Exercise objective:
Each line below should be written out again exactly.

Segment Start: Listed entries

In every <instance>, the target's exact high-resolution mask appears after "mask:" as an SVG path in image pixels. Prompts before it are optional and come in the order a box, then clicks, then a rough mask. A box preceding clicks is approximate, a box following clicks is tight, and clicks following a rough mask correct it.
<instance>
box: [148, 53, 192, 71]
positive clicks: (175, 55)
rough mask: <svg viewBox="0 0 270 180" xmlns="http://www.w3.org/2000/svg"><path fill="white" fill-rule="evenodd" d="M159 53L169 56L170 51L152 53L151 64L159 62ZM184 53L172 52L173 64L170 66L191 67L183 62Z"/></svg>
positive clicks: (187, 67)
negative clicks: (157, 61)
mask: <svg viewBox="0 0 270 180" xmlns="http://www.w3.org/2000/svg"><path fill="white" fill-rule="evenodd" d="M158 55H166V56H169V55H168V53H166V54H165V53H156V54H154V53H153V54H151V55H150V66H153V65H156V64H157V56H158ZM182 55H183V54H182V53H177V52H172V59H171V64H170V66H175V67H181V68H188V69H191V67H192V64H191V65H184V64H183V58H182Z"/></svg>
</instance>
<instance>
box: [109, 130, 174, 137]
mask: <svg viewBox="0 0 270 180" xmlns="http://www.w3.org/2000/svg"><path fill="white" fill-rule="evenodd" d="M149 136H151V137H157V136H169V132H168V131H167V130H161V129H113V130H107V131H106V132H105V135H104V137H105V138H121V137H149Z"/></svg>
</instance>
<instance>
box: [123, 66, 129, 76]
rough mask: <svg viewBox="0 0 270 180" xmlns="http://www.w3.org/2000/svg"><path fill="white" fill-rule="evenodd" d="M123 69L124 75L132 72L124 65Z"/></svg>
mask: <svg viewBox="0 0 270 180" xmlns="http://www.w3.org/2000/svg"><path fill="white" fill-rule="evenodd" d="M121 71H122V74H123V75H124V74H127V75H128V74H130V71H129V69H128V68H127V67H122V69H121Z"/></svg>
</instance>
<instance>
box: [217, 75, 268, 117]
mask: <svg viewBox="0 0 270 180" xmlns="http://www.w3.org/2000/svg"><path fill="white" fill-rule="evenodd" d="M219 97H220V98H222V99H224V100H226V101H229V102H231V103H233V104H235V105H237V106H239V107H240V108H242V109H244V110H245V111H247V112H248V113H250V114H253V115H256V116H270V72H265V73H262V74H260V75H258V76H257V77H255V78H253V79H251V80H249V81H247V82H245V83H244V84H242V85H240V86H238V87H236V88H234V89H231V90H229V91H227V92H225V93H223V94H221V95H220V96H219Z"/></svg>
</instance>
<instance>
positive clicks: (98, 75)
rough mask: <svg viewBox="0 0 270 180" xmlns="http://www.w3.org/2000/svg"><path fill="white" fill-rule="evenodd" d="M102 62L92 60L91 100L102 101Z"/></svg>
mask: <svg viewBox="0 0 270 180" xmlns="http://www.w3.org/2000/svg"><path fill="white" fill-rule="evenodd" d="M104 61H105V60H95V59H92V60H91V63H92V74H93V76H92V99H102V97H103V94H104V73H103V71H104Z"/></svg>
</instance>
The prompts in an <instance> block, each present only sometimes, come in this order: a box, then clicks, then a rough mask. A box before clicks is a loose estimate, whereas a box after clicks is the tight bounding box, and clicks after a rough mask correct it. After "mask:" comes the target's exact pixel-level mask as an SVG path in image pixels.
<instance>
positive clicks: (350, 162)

Segment End: Listed entries

Written answer:
In every <instance>, the target's exact high-resolution mask appears after "mask:" as an SVG path in image pixels. Prompts before it are optional and come in the order a box, then clicks, then a rough mask. A box preceding clicks is approximate, a box following clicks is tight, and clicks following a rough mask correct it.
<instance>
box: [148, 53, 192, 71]
positive clicks: (175, 55)
rough mask: <svg viewBox="0 0 270 180" xmlns="http://www.w3.org/2000/svg"><path fill="white" fill-rule="evenodd" d="M159 53L169 56L170 51L152 53L151 64L159 62ZM184 53L172 52L173 64L170 66L191 67L183 62Z"/></svg>
positive clicks: (187, 67)
negative clicks: (157, 61)
mask: <svg viewBox="0 0 270 180" xmlns="http://www.w3.org/2000/svg"><path fill="white" fill-rule="evenodd" d="M158 55H166V56H169V55H168V53H166V54H165V53H156V54H154V53H153V54H151V55H150V66H153V65H156V64H157V56H158ZM182 55H183V54H182V53H177V52H172V59H171V64H170V66H175V67H181V68H188V69H191V67H192V64H191V65H184V64H183V58H182Z"/></svg>
</instance>
<instance>
box: [109, 130, 174, 137]
mask: <svg viewBox="0 0 270 180" xmlns="http://www.w3.org/2000/svg"><path fill="white" fill-rule="evenodd" d="M149 136H151V137H157V136H169V132H168V131H167V130H161V129H113V130H107V131H106V132H105V135H104V137H105V138H121V137H149Z"/></svg>
</instance>
<instance>
box: [123, 66, 129, 76]
rough mask: <svg viewBox="0 0 270 180" xmlns="http://www.w3.org/2000/svg"><path fill="white" fill-rule="evenodd" d="M123 69L124 75L132 72L124 65Z"/></svg>
mask: <svg viewBox="0 0 270 180" xmlns="http://www.w3.org/2000/svg"><path fill="white" fill-rule="evenodd" d="M121 71H122V74H123V75H124V74H127V75H128V74H130V71H129V69H128V68H127V67H122V69H121Z"/></svg>
</instance>
<instance>
box: [217, 75, 268, 117]
mask: <svg viewBox="0 0 270 180" xmlns="http://www.w3.org/2000/svg"><path fill="white" fill-rule="evenodd" d="M219 97H220V98H222V99H224V100H226V101H229V102H231V103H233V104H235V105H237V106H239V107H240V108H242V109H244V110H245V111H247V112H248V113H250V114H253V115H256V116H270V72H265V73H262V74H260V75H258V76H257V77H255V78H253V79H251V80H249V81H247V82H245V83H244V84H242V85H240V86H238V87H236V88H234V89H231V90H229V91H227V92H225V93H223V94H221V95H220V96H219Z"/></svg>
</instance>
<instance>
positive clicks: (98, 75)
rough mask: <svg viewBox="0 0 270 180" xmlns="http://www.w3.org/2000/svg"><path fill="white" fill-rule="evenodd" d="M102 62L92 60L91 100L102 101Z"/></svg>
mask: <svg viewBox="0 0 270 180" xmlns="http://www.w3.org/2000/svg"><path fill="white" fill-rule="evenodd" d="M104 61H105V60H95V59H92V60H91V63H92V74H93V76H92V99H102V97H103V94H104V73H103V71H104Z"/></svg>
</instance>
The prompts in an <instance> block, each present only sometimes, come in this order: a box, then clicks, then a rough mask. A box before clicks is a loose estimate, whereas a box after clicks is the tight bounding box, and clicks after a rough mask correct it. After "mask:" comes the target's exact pixel-level mask as an SVG path in image pixels.
<instance>
positive clicks: (350, 162)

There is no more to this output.